One of Linus' favorite hobbies seems to be looking at OOPSes and
decoding the error code in his head.  This is not one of my favorite
hobbies :)

Teach the page fault OOPS hander to decode the error code.  If it's
a !USER fault from user mode, print an explicit note to that effect
and print out the addresses of various tables that might cause such
an error.

With this patch applied, if I intentionally point the LDT at 0x0 and
run the x86 selftests, I get:

BUG: unable to handle kernel NULL pointer dereference at 0000000000000000
HW error: normal kernel read fault
This was a system access from user code
IDT: 0xfffffe0000000000 (limit=0xfff) GDT: 0xfffffe0000001000 (limit=0x7f)
LDTR: 0x50 -- base=0x0 limit=0xfff7
TR: 0x40 -- base=0xfffffe0000003000 limit=0x206f
PGD 800000000456e067 P4D 800000000456e067 PUD 4623067 PMD 0
SMP PTI
CPU: 0 PID: 153 Comm: ldt_gdt_64 Not tainted 4.19.0+ #1317
Hardware name: ...
RIP: 0033:0x401454

Signed-off-by: Andy Lutomirski <luto@kernel.org>
---
 arch/x86/mm/fault.c | 84 +++++++++++++++++++++++++++++++++++++++++++++
 1 file changed, 84 insertions(+)

diff --git a/arch/x86/mm/fault.c b/arch/x86/mm/fault.c
index ca38bd0472f2..f5efbdba2b6d 100644
--- a/arch/x86/mm/fault.c
+++ b/arch/x86/mm/fault.c
@@ -27,6 +27,7 @@
 #include <asm/vm86.h>			/* struct vm86			*/
 #include <asm/mmu_context.h>		/* vma_pkey()			*/
 #include <asm/efi.h>			/* efi_recover_from_page_fault()*/
+#include <asm/desc.h>			/* store_idt(), ...		*/
 
 #define CREATE_TRACE_POINTS
 #include <asm/trace/exceptions.h>
@@ -571,10 +572,53 @@ static int is_f00f_bug(struct pt_regs *regs, unsigned long address)

+-------+

**SET PROBLEM A**.
Can you reproduce the records word for word, everything from the line containing "Every instance of the white" down to the line containing "pixel 263 254", with both of those lines included?

**MATERIAL PROVIDED**.

+-------+

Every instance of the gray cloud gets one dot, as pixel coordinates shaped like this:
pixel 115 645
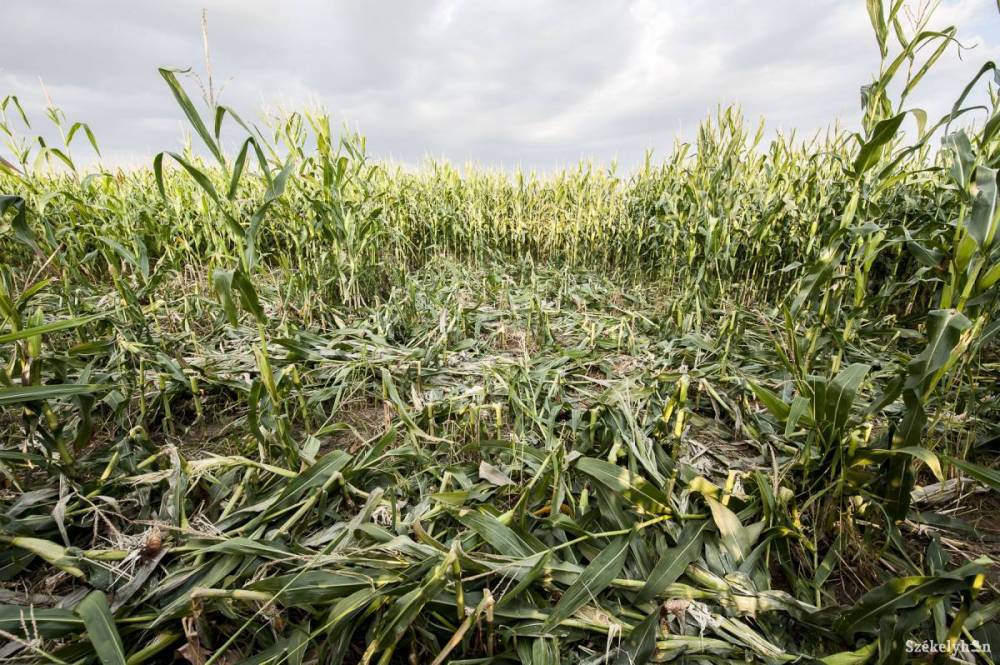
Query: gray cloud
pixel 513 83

+-------+

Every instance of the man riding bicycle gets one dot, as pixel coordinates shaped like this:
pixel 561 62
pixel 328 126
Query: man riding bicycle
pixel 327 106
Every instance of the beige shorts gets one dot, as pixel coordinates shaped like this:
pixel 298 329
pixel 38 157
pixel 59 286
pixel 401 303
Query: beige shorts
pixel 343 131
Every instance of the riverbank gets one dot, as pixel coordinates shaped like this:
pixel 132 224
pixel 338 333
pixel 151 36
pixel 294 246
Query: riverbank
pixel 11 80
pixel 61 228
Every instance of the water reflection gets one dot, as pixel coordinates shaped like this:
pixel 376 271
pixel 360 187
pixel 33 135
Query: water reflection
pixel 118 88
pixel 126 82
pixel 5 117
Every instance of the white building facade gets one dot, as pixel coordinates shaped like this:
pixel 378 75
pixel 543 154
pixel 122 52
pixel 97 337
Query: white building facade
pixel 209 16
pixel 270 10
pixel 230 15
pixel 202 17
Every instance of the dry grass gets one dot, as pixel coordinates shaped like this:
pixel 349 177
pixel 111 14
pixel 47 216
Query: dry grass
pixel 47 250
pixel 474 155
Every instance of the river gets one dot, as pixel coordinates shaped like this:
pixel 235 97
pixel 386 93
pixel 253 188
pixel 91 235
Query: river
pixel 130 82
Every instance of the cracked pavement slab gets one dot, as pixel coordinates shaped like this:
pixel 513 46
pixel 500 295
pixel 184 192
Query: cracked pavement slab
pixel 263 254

+-------+

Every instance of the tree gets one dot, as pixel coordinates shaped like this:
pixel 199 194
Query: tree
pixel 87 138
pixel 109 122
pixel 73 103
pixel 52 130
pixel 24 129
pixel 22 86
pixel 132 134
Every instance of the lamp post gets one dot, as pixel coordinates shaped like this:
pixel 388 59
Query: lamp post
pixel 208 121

+-------+

**SET PROBLEM B**.
Answer these questions about the kernel patch:
(i) How many insertions does the patch make?
(ii) In the sample output, what is the command name shown after "Comm:"?
(iii) Which header file does the patch add a new include line for?

**CORRECT ANSWER A**.
Every instance of the white building facade gets one dot, as pixel coordinates shaped like this:
pixel 378 75
pixel 543 154
pixel 122 52
pixel 97 337
Query: white building facade
pixel 209 16
pixel 270 10
pixel 230 15
pixel 202 17
Every instance of the dry grass gets one dot, as pixel coordinates shaped like this:
pixel 349 177
pixel 111 14
pixel 47 216
Query: dry grass
pixel 47 250
pixel 474 155
Every instance of the river gets one dot, as pixel coordinates shaped like this:
pixel 235 97
pixel 386 93
pixel 253 188
pixel 91 235
Query: river
pixel 130 82
Every instance of the cracked pavement slab gets one dot, as pixel coordinates shaped like this:
pixel 513 46
pixel 500 295
pixel 184 192
Query: cracked pavement slab
pixel 263 254

**CORRECT ANSWER B**.
(i) 84
(ii) ldt_gdt_64
(iii) asm/desc.h